• **TEXT EXCERPT**:
Early Warning – May 2012 to September 2013

  1. In March 2012, Staff conducted an onsite examination of the Respondent and identified deficiencies in the Respondent’s Form 1. Staff found that accounting adjustments were incorrectly reported, including an understated tax liability of $28,000 and an overstated commission receivable of $15,000. The Profitability Test was triggered in the Respondent’s April 2012 Form 1 after the accounting adjustment were corrected.
  1. By letter dated May 30, 2012 (sent same day via email), Staff advised ICM that it had been placed in Early Warning as a result of accounting adjustments that would cause the Respondent to be capital deficient as at January 31, 2012. The letter stated that while designated in Early Warning and in accordance with MFDA Rule 3.4.2(b)(iv), The Respondent could not make any payments by way of loan, advance, dividend or bonus to Officers or related companies of the Respondent without the prior approval of Staff. The Respondent was required to submit a plan on how it would resolve the deficiencies and a letter confirming that the circumstances of MFDA Rule 3.4.2 are applicable.
  1. By email on June 6, 2012, ICM submitted a letter to Staff. The Respondent’s external accountant was copied on the email. The letter stated that the Respondent was aware that it had been placed in Early Warning as a result of the MFDA examination and had sold $52,654 in investments to remedy the issue.
  1. The Respondent triggered the Profitability Test again in its April, May, and June 2012 Form 1s. Since the Respondent triggered the Profitability Test more than two times within 12 months, the Respondent was subject to the Frequency Penalty and was aware or ought to have been aware that it remained subject to the Early Warning restrictions.

• **AVAILABLE DATA**:
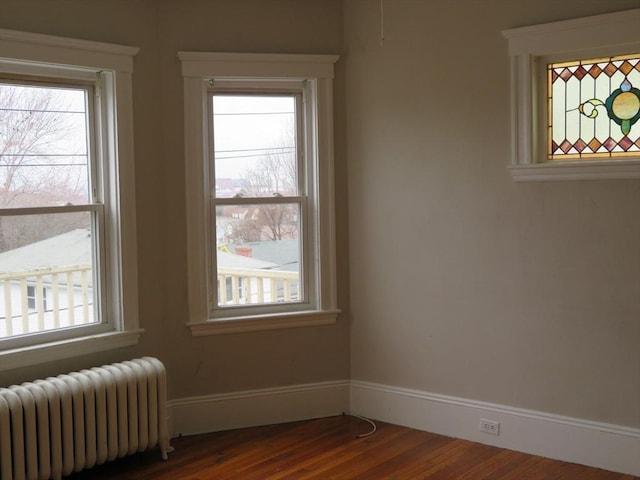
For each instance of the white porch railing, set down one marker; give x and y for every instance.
(52, 298)
(254, 286)
(45, 299)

• **WHAT TO WORK ON**: In the Early Warning text excerpt, what dollar amount of investments did the Respondent say it had sold to remedy the issue?

• **CORRECT RESPONSE**: $52,654